## Task instructions
What is needed is an exact transcription of every entry below, with the pictures left out.

--- START ---

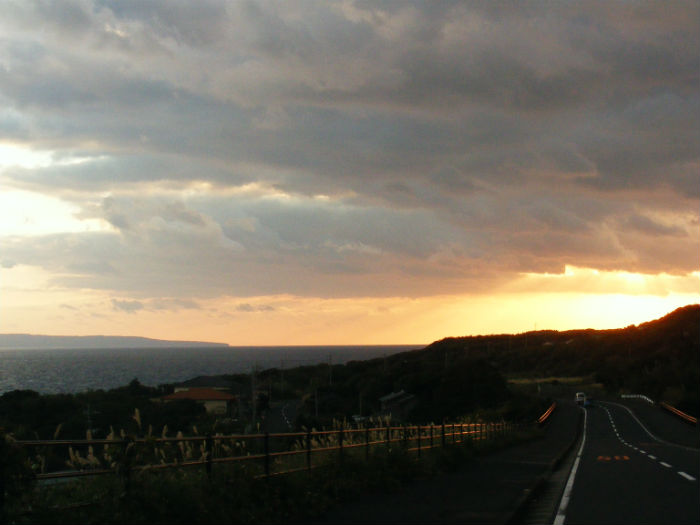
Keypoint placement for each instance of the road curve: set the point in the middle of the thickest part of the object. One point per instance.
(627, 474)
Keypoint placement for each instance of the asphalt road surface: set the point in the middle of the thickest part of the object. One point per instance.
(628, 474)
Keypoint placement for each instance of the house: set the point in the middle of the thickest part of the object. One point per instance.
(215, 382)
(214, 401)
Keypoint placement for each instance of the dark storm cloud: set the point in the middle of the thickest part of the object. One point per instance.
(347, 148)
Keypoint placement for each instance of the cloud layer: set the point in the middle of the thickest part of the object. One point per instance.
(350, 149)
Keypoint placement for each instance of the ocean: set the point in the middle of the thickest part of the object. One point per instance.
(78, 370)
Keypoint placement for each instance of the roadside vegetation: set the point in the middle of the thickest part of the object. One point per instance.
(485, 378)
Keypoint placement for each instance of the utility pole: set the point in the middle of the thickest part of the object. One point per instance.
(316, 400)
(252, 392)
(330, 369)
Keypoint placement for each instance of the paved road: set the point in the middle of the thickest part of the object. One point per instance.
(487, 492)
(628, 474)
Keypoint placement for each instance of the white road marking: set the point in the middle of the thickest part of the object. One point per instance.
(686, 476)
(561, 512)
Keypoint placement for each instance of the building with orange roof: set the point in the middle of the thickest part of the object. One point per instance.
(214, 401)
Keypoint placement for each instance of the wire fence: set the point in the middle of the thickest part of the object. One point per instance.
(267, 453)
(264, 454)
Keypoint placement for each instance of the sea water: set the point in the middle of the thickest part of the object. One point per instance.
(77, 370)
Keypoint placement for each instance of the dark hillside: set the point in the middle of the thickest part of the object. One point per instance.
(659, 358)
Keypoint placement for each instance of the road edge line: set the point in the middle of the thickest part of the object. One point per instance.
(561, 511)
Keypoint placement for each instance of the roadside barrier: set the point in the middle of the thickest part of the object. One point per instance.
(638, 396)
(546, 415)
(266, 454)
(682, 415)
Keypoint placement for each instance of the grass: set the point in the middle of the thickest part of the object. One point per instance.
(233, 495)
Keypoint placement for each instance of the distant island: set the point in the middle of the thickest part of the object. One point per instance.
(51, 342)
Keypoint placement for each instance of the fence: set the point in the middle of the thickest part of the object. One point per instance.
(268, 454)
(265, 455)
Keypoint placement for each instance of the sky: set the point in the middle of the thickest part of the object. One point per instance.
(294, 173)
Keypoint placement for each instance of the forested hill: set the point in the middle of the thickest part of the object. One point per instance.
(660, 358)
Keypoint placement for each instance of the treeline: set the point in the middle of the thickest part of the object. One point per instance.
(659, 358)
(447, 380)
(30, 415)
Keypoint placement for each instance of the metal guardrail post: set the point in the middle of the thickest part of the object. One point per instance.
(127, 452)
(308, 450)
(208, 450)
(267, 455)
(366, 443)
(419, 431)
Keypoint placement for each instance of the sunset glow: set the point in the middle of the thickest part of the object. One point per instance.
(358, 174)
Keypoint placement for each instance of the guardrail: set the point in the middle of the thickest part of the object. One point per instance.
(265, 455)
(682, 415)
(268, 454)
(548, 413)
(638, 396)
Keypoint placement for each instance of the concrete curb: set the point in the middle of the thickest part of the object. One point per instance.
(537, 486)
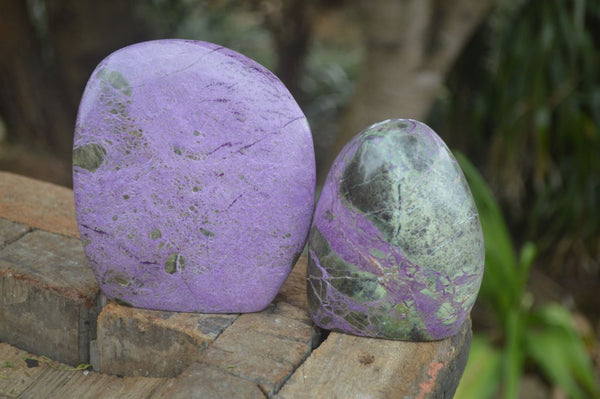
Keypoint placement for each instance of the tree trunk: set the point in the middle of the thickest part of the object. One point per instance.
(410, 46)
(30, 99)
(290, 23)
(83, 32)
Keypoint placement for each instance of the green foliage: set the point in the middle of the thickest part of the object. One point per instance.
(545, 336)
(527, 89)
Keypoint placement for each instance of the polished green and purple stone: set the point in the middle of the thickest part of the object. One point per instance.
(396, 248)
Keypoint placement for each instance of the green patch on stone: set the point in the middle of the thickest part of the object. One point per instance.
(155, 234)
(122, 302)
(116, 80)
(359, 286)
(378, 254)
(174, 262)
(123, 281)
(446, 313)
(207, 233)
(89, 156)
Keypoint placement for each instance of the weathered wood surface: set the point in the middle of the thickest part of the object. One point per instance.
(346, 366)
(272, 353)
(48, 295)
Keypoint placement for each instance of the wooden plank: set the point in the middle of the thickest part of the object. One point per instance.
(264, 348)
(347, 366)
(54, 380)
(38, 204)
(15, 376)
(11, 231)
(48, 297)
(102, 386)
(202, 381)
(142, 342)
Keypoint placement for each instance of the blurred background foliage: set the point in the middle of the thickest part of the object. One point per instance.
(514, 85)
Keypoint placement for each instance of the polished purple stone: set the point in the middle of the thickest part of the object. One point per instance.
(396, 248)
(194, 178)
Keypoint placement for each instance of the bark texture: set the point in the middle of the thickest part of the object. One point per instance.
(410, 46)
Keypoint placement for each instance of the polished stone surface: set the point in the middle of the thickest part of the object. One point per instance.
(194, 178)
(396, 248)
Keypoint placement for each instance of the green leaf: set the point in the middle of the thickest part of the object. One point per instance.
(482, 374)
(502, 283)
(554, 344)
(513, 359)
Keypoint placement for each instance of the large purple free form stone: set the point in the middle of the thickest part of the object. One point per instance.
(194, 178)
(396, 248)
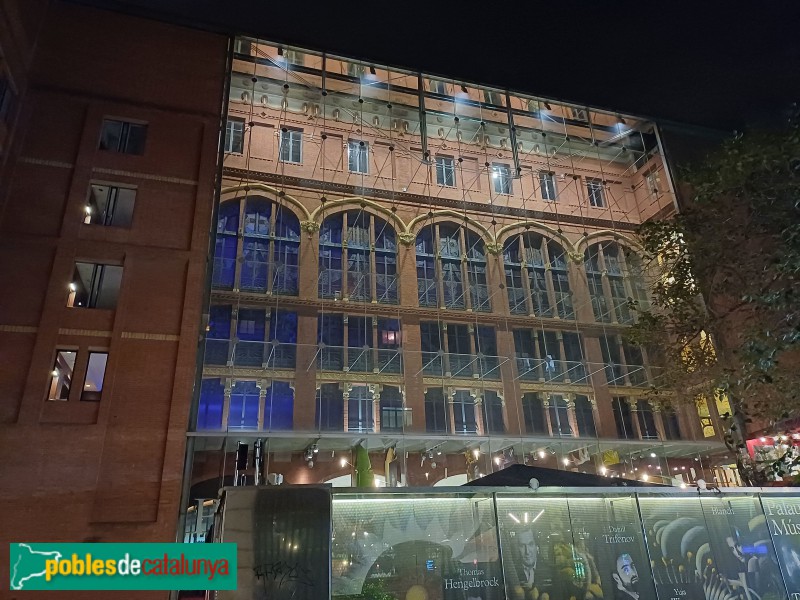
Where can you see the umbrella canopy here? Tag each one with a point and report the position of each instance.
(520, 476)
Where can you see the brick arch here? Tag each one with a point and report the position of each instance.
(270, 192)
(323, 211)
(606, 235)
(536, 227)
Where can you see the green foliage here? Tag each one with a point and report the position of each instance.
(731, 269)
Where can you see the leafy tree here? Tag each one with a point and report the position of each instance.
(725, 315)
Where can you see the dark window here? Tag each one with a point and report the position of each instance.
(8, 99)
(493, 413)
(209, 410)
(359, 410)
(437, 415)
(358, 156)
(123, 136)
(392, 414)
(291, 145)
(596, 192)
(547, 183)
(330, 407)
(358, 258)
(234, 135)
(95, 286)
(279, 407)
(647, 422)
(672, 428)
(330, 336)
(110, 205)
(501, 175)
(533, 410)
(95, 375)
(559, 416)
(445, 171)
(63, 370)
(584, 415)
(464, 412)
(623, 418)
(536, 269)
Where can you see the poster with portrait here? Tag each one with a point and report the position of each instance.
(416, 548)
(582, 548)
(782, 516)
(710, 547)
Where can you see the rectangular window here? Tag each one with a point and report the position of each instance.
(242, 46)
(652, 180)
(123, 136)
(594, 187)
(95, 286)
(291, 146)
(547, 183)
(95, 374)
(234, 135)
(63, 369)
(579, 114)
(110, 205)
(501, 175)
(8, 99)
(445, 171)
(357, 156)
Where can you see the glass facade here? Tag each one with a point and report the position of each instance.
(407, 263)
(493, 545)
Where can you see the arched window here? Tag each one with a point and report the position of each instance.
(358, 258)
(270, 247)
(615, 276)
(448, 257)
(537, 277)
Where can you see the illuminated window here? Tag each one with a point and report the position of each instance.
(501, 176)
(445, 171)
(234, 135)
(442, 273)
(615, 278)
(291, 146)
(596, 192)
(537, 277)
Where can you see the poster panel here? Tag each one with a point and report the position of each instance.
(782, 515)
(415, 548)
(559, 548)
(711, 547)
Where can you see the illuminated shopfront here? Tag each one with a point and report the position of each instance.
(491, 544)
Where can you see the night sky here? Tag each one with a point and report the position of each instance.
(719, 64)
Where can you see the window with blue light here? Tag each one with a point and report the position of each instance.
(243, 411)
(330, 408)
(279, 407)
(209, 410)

--- END ---

## Answer space
Keypoint placement for each instance of the road curve: set the point in the middle of the thickest part of the object. One point per instance.
(627, 474)
Keypoint placement for each instance of the asphalt road surface: set the point in the middle of the thickest part of the object. One point per instance.
(628, 474)
Keypoint placement for each instance of the house: set the point in the middle of the thickest part of the object. One point per instance.
(215, 382)
(214, 401)
Keypoint placement for each instance of the dark storm cloud: set the point in the middle of the thickest part of the object. One point per instance.
(347, 148)
Keypoint placement for each instance of the cloud layer: set the point in the middle of the thickest part of the object. One point per instance.
(350, 149)
Keypoint placement for each instance of the ocean: set the point in the middle of the thickest part of the object. One point per instance.
(78, 370)
Keypoint placement for each instance of the roadside vegetation: set the point in the middle of the thickest part of the object. One point per instance.
(485, 378)
Keypoint placement for each instance of the utility pole: set the point in the middle of the thickest part of the object. One point per instance.
(316, 400)
(252, 392)
(330, 369)
Keypoint placement for each instance of the paved road: set the point in the middle of the thickest part of the object. One point per instance.
(487, 492)
(628, 474)
Keypoint placement for each instance of the white road marking: set the point in the middle of the thickest part of the object. One point per instance.
(686, 476)
(561, 512)
Keypoint placement for each instance of the building with orange roof: set the point in the middle of the thickest part of the object. One point per instance.
(214, 401)
Keypoint placement for each instance of the wire fence: set the point in the middle of the thickest part of the object. One point per instance.
(267, 453)
(264, 454)
Keypoint placement for each instance of the sea water: set the point in the middle of the thickest part of the object. One point per instance.
(77, 370)
Keypoint placement for each instance of the dark hillside: set the point in the middle of the thickest part of the object. One point per instance.
(659, 358)
Keypoint placement for each instance of the road edge line: set the point in the middle of the thickest part of the object. One point per instance.
(561, 511)
Keypoint placement for each instance of the roadside barrier: set the point in the middle of the thickest part of the object. One point per instance.
(638, 396)
(546, 415)
(266, 454)
(682, 415)
Keypoint placement for each instance of the grass: set the point in the middle of the thickest part of the object. One point per instance.
(233, 495)
Keypoint placement for each instance of the distant island: set the point in the middle of the thickest part of the object. One point per instance.
(51, 342)
Keypoint placement for each instance of the fence: set the point in the middle of the thickest part of the object. One point per instance.
(268, 454)
(265, 455)
Keypoint placement for each instance of the sky: set the point in the middle of the thickest part of the object. One point per instance.
(294, 173)
Keypoint placement for each instance of the forested hill: set the point in the middle of the thickest part of the object. One point per instance.
(660, 358)
Keypoint placement for each instance of the treeline: set the point in the middle of the thickest part of the object. One point per instance.
(659, 358)
(447, 380)
(30, 415)
Keypoint placement for each instance of the metal guardrail post: set the point in the middle of the thickest part of the object. One point per instance.
(127, 452)
(308, 450)
(208, 450)
(267, 455)
(366, 443)
(419, 431)
Keypoint placement for each instance of the sunset glow: set the point in the middle of the thickest part of the object. One point per instance.
(358, 174)
Keypoint placement for each instance of the guardrail: set the point in the middle of the thickest part of the object. One point per instance.
(265, 455)
(682, 415)
(268, 454)
(548, 413)
(638, 396)
Keypoint placement for each instance of the concrete curb: set the point in the middle of the thickest part of the object. One point per instance.
(537, 486)
Keypoint placement for each instance of the tree trunk: set the point in the middle of the thickest part of the object. One point per instance.
(410, 46)
(30, 99)
(290, 23)
(83, 32)
Keypoint placement for each instance of the green foliage: set the point in the middle of the thickest part of the object. One point per instance.
(545, 336)
(527, 89)
Keypoint placement for each instance of the polished green and purple stone: set the point in the middle of the thickest part of the object. One point per instance.
(396, 248)
Keypoint placement for each instance of the green patch on stone: set the point in the middle of the thickest part of the object. One point per instance.
(155, 234)
(122, 302)
(116, 80)
(359, 286)
(378, 254)
(174, 262)
(123, 281)
(446, 313)
(207, 233)
(89, 156)
Keypoint placement for each instance of the weathered wood surface: set the point in the middle of the thickest part of the object. One point per instance.
(346, 366)
(272, 353)
(48, 295)
Keypoint placement for each instance of the wooden plank: set the point in the middle of the thickest part of the object. One point per instance.
(264, 348)
(347, 366)
(54, 380)
(38, 204)
(15, 376)
(11, 231)
(48, 297)
(102, 386)
(202, 381)
(142, 342)
Keypoint placement for each instance of the blurred background foliage: set the point in the middle of the thickest part of the object. One point per instance.
(514, 85)
Keypoint placement for each instance of the polished purple stone: set the point in the middle of the thickest part of the object. One point per instance.
(396, 248)
(194, 178)
Keypoint placement for each instance of the bark texture: set the point in the middle of the thickest part of the object. One point per instance.
(410, 46)
Keypoint placement for each instance of the polished stone surface: set the point in the middle of the thickest part of the object. One point per instance.
(194, 178)
(396, 248)
Keypoint placement for each instance of the green leaf: set the point in the middle of the thickest part of the object. One point per instance.
(482, 374)
(502, 283)
(554, 344)
(513, 359)
Keypoint placement for each instance of the large purple free form stone: set the point in the middle of the thickest part of the object. One point per instance.
(194, 178)
(396, 248)
Where can you see the umbrella canopy here? Tag each one with a point and report the position of each instance.
(520, 476)
Where can you see the brick arch here? Tag each one with a point and report the position of each instance.
(270, 192)
(323, 211)
(606, 235)
(536, 227)
Where can you see the green foliage here? Tag each one with a point and report the position of each instance.
(731, 269)
Where can you see the leafy tree here? Tag each one with a point and report the position of each instance.
(725, 315)
Where can you see the dark window here? Tag each one with a point and report the position of each instance.
(8, 99)
(493, 413)
(209, 410)
(359, 410)
(437, 415)
(358, 156)
(123, 136)
(392, 414)
(291, 145)
(596, 192)
(547, 183)
(330, 407)
(358, 258)
(234, 135)
(95, 286)
(279, 407)
(647, 422)
(672, 428)
(330, 336)
(110, 205)
(501, 175)
(533, 410)
(95, 375)
(559, 416)
(445, 171)
(63, 370)
(584, 415)
(464, 412)
(623, 418)
(536, 269)
Where can you see the poster with portrait here? Tag each one with a point and report the position of each instance.
(416, 548)
(582, 548)
(782, 516)
(710, 547)
Where can you see the rectangular window here? Tag each one with a point and report the position of each instance.
(242, 46)
(652, 180)
(123, 136)
(594, 187)
(95, 286)
(291, 146)
(547, 183)
(95, 374)
(234, 135)
(63, 369)
(579, 114)
(110, 205)
(501, 175)
(8, 99)
(445, 171)
(357, 156)
Where can you see the glass facade here? Tag each one with a point and report the position of each instance.
(407, 263)
(493, 545)
Where can you see the arched window here? Tag each one with a point and report the position of each instance.
(358, 258)
(270, 247)
(615, 276)
(448, 257)
(537, 277)
Where can you see the illuminated window here? Tag each one with a point and report the position of each instance.
(501, 176)
(445, 171)
(234, 135)
(442, 273)
(615, 278)
(291, 146)
(596, 192)
(537, 277)
Where can you see the poster panel here? Tag each one with a point and report the position of each instance.
(782, 515)
(415, 548)
(559, 548)
(711, 547)
Where can you see the illuminated shopfront here? Tag each one with a point and report the position of each instance.
(491, 544)
Where can you see the night sky here? Tag each one with a point and report the position of each instance.
(719, 64)
Where can you see the window with blue light here? Tag each one with a point and report the position of each instance.
(243, 411)
(330, 408)
(279, 407)
(209, 410)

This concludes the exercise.